EXERCISE REQUIREMENTS:
Say how many lines in the records include the string "throw", adding no other words.

SUPPLIED INFORMATION:
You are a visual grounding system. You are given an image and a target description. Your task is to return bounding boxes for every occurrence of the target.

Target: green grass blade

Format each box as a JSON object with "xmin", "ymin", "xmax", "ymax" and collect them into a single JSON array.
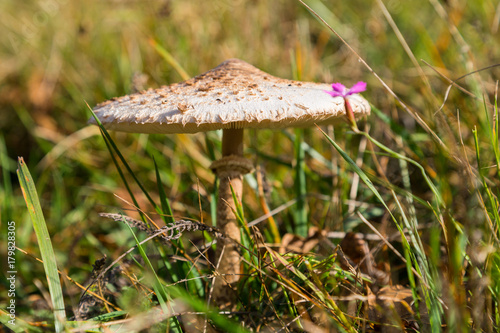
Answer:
[
  {"xmin": 100, "ymin": 129, "xmax": 146, "ymax": 216},
  {"xmin": 167, "ymin": 285, "xmax": 252, "ymax": 333},
  {"xmin": 271, "ymin": 252, "xmax": 355, "ymax": 332},
  {"xmin": 228, "ymin": 181, "xmax": 255, "ymax": 264},
  {"xmin": 0, "ymin": 309, "xmax": 43, "ymax": 332},
  {"xmin": 153, "ymin": 156, "xmax": 175, "ymax": 224},
  {"xmin": 290, "ymin": 52, "xmax": 308, "ymax": 237},
  {"xmin": 88, "ymin": 310, "xmax": 128, "ymax": 321},
  {"xmin": 294, "ymin": 129, "xmax": 308, "ymax": 237},
  {"xmin": 17, "ymin": 157, "xmax": 66, "ymax": 332},
  {"xmin": 473, "ymin": 127, "xmax": 500, "ymax": 237}
]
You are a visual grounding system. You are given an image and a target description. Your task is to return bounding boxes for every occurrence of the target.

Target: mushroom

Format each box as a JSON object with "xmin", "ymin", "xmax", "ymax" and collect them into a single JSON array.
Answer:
[{"xmin": 90, "ymin": 58, "xmax": 370, "ymax": 307}]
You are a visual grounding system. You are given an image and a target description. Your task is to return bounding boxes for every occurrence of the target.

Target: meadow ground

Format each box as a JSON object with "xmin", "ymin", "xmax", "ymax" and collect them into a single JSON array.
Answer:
[{"xmin": 1, "ymin": 0, "xmax": 500, "ymax": 331}]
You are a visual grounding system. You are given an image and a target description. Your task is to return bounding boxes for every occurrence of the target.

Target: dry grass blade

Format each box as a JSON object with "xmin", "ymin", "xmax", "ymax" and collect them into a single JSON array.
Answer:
[
  {"xmin": 423, "ymin": 60, "xmax": 499, "ymax": 111},
  {"xmin": 375, "ymin": 0, "xmax": 432, "ymax": 93},
  {"xmin": 247, "ymin": 198, "xmax": 297, "ymax": 227}
]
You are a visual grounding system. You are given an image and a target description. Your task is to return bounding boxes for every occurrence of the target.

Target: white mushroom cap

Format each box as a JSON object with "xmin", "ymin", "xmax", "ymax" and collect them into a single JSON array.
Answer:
[{"xmin": 91, "ymin": 59, "xmax": 370, "ymax": 134}]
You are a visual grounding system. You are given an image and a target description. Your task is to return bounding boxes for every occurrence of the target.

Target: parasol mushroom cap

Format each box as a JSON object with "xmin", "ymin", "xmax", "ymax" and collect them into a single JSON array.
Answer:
[{"xmin": 90, "ymin": 59, "xmax": 370, "ymax": 134}]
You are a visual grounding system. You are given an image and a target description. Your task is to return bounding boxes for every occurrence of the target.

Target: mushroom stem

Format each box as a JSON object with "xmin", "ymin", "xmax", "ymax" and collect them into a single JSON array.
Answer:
[
  {"xmin": 211, "ymin": 128, "xmax": 252, "ymax": 308},
  {"xmin": 222, "ymin": 128, "xmax": 244, "ymax": 156}
]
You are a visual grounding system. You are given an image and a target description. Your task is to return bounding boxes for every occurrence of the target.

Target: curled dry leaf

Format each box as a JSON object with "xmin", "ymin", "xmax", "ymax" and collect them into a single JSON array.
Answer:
[
  {"xmin": 368, "ymin": 285, "xmax": 429, "ymax": 332},
  {"xmin": 338, "ymin": 232, "xmax": 390, "ymax": 286},
  {"xmin": 279, "ymin": 227, "xmax": 325, "ymax": 254}
]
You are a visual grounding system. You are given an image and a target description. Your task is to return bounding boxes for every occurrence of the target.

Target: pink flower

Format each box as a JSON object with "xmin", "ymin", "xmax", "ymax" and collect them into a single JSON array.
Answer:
[
  {"xmin": 324, "ymin": 81, "xmax": 367, "ymax": 98},
  {"xmin": 324, "ymin": 81, "xmax": 367, "ymax": 131}
]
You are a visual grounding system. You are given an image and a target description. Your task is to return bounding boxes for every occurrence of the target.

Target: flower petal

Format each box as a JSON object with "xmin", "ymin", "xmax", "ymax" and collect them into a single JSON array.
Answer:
[
  {"xmin": 346, "ymin": 81, "xmax": 367, "ymax": 95},
  {"xmin": 324, "ymin": 90, "xmax": 343, "ymax": 97},
  {"xmin": 331, "ymin": 83, "xmax": 347, "ymax": 94}
]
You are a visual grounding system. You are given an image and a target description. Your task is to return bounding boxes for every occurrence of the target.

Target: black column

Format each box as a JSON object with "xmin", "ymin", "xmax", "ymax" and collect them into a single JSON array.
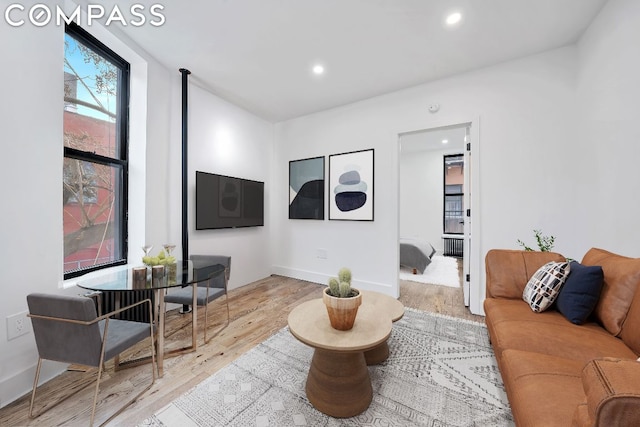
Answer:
[
  {"xmin": 179, "ymin": 68, "xmax": 191, "ymax": 314},
  {"xmin": 179, "ymin": 68, "xmax": 191, "ymax": 262}
]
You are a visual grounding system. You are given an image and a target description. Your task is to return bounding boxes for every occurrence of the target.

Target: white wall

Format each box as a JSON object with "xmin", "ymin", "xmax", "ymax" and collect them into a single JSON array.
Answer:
[
  {"xmin": 183, "ymin": 83, "xmax": 274, "ymax": 290},
  {"xmin": 399, "ymin": 147, "xmax": 463, "ymax": 253},
  {"xmin": 0, "ymin": 20, "xmax": 64, "ymax": 409},
  {"xmin": 0, "ymin": 21, "xmax": 273, "ymax": 409},
  {"xmin": 573, "ymin": 0, "xmax": 640, "ymax": 258},
  {"xmin": 272, "ymin": 0, "xmax": 640, "ymax": 312},
  {"xmin": 273, "ymin": 45, "xmax": 580, "ymax": 309},
  {"xmin": 2, "ymin": 0, "xmax": 638, "ymax": 410},
  {"xmin": 0, "ymin": 17, "xmax": 166, "ymax": 407},
  {"xmin": 272, "ymin": 108, "xmax": 402, "ymax": 296}
]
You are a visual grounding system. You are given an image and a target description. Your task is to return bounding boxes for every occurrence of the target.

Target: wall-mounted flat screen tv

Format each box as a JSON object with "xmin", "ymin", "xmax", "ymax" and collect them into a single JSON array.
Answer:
[{"xmin": 196, "ymin": 171, "xmax": 264, "ymax": 230}]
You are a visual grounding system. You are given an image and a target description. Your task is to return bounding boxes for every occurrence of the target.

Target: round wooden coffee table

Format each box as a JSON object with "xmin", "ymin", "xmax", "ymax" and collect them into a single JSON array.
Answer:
[
  {"xmin": 359, "ymin": 290, "xmax": 404, "ymax": 365},
  {"xmin": 288, "ymin": 298, "xmax": 392, "ymax": 418}
]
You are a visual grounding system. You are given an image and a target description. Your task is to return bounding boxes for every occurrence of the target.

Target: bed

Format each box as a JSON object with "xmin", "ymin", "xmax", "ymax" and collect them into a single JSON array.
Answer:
[{"xmin": 399, "ymin": 238, "xmax": 436, "ymax": 274}]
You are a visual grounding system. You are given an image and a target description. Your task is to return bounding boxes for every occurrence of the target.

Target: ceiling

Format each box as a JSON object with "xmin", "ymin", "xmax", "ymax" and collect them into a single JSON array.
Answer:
[
  {"xmin": 102, "ymin": 0, "xmax": 607, "ymax": 122},
  {"xmin": 401, "ymin": 125, "xmax": 467, "ymax": 154}
]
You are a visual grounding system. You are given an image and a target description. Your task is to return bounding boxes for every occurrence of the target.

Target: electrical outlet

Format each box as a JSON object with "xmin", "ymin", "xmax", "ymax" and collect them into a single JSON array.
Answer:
[
  {"xmin": 7, "ymin": 311, "xmax": 30, "ymax": 340},
  {"xmin": 316, "ymin": 249, "xmax": 328, "ymax": 259}
]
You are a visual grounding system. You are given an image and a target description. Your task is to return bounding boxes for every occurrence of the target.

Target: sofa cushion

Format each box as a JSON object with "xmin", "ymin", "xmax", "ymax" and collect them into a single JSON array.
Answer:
[
  {"xmin": 485, "ymin": 249, "xmax": 566, "ymax": 299},
  {"xmin": 522, "ymin": 261, "xmax": 571, "ymax": 312},
  {"xmin": 573, "ymin": 404, "xmax": 590, "ymax": 427},
  {"xmin": 555, "ymin": 261, "xmax": 604, "ymax": 325},
  {"xmin": 619, "ymin": 284, "xmax": 640, "ymax": 355},
  {"xmin": 484, "ymin": 299, "xmax": 637, "ymax": 363},
  {"xmin": 582, "ymin": 248, "xmax": 640, "ymax": 336},
  {"xmin": 500, "ymin": 349, "xmax": 585, "ymax": 427}
]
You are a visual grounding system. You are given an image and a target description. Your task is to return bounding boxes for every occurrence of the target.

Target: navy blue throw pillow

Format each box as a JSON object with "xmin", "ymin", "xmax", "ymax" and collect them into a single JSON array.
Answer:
[{"xmin": 555, "ymin": 261, "xmax": 604, "ymax": 325}]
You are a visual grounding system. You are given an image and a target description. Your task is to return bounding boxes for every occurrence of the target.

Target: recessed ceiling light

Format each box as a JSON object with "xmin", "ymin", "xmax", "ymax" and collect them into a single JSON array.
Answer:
[
  {"xmin": 442, "ymin": 139, "xmax": 449, "ymax": 144},
  {"xmin": 312, "ymin": 64, "xmax": 325, "ymax": 75},
  {"xmin": 445, "ymin": 12, "xmax": 462, "ymax": 26}
]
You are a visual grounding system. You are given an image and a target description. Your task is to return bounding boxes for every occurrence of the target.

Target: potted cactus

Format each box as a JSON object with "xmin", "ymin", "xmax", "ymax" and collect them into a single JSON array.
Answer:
[{"xmin": 322, "ymin": 267, "xmax": 362, "ymax": 330}]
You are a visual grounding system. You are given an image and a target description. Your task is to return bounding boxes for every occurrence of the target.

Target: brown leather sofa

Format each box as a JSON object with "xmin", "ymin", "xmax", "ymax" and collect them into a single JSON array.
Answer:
[{"xmin": 484, "ymin": 248, "xmax": 640, "ymax": 426}]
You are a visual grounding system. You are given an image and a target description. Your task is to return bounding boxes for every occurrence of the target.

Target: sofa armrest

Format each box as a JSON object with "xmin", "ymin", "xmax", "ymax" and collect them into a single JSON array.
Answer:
[
  {"xmin": 572, "ymin": 358, "xmax": 640, "ymax": 427},
  {"xmin": 485, "ymin": 249, "xmax": 566, "ymax": 299}
]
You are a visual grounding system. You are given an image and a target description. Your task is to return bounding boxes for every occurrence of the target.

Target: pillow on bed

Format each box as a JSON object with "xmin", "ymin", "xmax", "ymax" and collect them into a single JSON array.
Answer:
[{"xmin": 425, "ymin": 242, "xmax": 436, "ymax": 259}]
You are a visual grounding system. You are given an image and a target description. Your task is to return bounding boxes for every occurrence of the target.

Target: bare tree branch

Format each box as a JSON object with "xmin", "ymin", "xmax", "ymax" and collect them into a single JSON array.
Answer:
[{"xmin": 64, "ymin": 222, "xmax": 114, "ymax": 258}]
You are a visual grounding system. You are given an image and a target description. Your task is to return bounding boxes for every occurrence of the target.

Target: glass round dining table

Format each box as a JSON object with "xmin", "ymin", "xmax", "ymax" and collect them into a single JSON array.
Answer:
[{"xmin": 76, "ymin": 260, "xmax": 224, "ymax": 376}]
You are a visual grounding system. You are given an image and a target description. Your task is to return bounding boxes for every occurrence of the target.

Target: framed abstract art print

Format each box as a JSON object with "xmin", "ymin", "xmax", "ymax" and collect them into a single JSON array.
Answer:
[
  {"xmin": 289, "ymin": 156, "xmax": 325, "ymax": 220},
  {"xmin": 328, "ymin": 149, "xmax": 374, "ymax": 221}
]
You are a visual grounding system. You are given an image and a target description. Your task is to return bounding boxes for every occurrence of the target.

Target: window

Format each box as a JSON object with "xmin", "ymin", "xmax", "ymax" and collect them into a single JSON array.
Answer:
[
  {"xmin": 443, "ymin": 154, "xmax": 464, "ymax": 234},
  {"xmin": 63, "ymin": 23, "xmax": 129, "ymax": 279}
]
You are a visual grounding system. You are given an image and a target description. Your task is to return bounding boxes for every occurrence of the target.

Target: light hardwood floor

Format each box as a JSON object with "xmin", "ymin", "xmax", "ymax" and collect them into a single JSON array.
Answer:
[{"xmin": 0, "ymin": 268, "xmax": 482, "ymax": 426}]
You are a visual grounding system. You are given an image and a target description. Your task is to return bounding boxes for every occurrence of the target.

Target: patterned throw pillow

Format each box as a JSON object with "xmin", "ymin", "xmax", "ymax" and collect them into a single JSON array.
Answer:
[{"xmin": 522, "ymin": 261, "xmax": 571, "ymax": 312}]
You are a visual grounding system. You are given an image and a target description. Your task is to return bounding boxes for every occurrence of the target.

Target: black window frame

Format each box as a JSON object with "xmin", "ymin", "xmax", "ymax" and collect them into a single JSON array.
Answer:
[
  {"xmin": 63, "ymin": 22, "xmax": 129, "ymax": 280},
  {"xmin": 443, "ymin": 154, "xmax": 464, "ymax": 235}
]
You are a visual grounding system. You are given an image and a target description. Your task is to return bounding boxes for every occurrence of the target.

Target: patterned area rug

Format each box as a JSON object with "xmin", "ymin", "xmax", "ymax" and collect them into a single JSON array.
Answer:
[
  {"xmin": 138, "ymin": 309, "xmax": 513, "ymax": 427},
  {"xmin": 400, "ymin": 256, "xmax": 461, "ymax": 288}
]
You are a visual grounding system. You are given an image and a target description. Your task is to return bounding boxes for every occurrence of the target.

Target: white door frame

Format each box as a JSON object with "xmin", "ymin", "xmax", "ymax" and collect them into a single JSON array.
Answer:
[
  {"xmin": 462, "ymin": 125, "xmax": 471, "ymax": 307},
  {"xmin": 395, "ymin": 117, "xmax": 482, "ymax": 315}
]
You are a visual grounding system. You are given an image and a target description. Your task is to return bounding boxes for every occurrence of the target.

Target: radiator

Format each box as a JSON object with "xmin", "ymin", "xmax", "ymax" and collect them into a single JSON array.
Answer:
[
  {"xmin": 99, "ymin": 290, "xmax": 155, "ymax": 323},
  {"xmin": 443, "ymin": 235, "xmax": 464, "ymax": 258}
]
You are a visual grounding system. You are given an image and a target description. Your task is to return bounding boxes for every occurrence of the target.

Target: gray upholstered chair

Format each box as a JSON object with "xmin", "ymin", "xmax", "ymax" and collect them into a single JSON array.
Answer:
[
  {"xmin": 164, "ymin": 254, "xmax": 231, "ymax": 345},
  {"xmin": 27, "ymin": 293, "xmax": 156, "ymax": 427}
]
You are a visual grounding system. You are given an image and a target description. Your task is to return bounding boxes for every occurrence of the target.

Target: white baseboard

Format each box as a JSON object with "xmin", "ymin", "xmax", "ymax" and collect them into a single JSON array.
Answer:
[
  {"xmin": 0, "ymin": 360, "xmax": 66, "ymax": 409},
  {"xmin": 271, "ymin": 265, "xmax": 397, "ymax": 298}
]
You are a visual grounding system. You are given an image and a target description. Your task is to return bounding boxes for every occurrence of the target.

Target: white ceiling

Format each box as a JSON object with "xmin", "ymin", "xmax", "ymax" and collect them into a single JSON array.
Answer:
[
  {"xmin": 102, "ymin": 0, "xmax": 607, "ymax": 122},
  {"xmin": 401, "ymin": 125, "xmax": 467, "ymax": 154}
]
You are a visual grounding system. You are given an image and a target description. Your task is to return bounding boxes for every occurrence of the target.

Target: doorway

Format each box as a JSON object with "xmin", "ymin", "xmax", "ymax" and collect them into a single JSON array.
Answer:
[{"xmin": 398, "ymin": 122, "xmax": 474, "ymax": 314}]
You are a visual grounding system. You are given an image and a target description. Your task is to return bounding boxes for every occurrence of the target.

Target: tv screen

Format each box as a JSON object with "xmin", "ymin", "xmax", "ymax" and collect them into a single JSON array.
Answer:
[{"xmin": 196, "ymin": 171, "xmax": 264, "ymax": 230}]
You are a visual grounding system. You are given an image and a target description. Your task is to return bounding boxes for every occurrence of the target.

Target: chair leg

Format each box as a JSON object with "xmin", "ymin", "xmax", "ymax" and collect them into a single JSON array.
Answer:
[
  {"xmin": 89, "ymin": 357, "xmax": 105, "ymax": 426},
  {"xmin": 225, "ymin": 292, "xmax": 230, "ymax": 325},
  {"xmin": 98, "ymin": 324, "xmax": 157, "ymax": 427},
  {"xmin": 191, "ymin": 304, "xmax": 199, "ymax": 350},
  {"xmin": 203, "ymin": 301, "xmax": 209, "ymax": 344},
  {"xmin": 163, "ymin": 307, "xmax": 167, "ymax": 339},
  {"xmin": 203, "ymin": 293, "xmax": 230, "ymax": 345},
  {"xmin": 29, "ymin": 359, "xmax": 100, "ymax": 422},
  {"xmin": 29, "ymin": 358, "xmax": 43, "ymax": 418},
  {"xmin": 29, "ymin": 357, "xmax": 93, "ymax": 420},
  {"xmin": 160, "ymin": 306, "xmax": 177, "ymax": 340}
]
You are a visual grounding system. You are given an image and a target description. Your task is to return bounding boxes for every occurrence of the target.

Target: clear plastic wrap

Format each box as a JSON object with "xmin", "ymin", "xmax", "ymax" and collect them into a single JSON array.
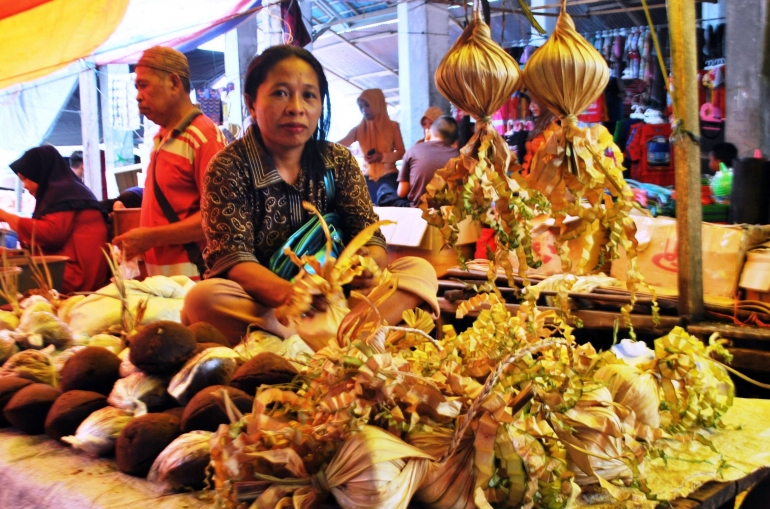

YOUR SOLUTION:
2